== Source records ==

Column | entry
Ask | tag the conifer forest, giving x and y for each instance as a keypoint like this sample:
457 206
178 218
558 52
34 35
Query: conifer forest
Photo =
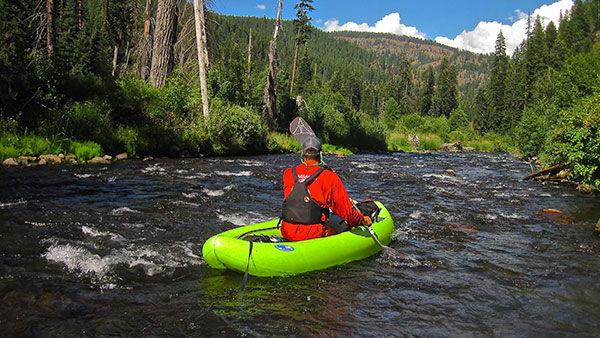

===

Write out the records again, changing every "conifer forest" to "pine woodland" and keeping everything else as it is. Omit the pictures.

— Reply to the task —
Column | entry
Ask | tag the pine woodland, giving x and y for each instance as a keypoint like this sample:
457 206
178 218
558 52
34 35
Query: pine woodland
Photo =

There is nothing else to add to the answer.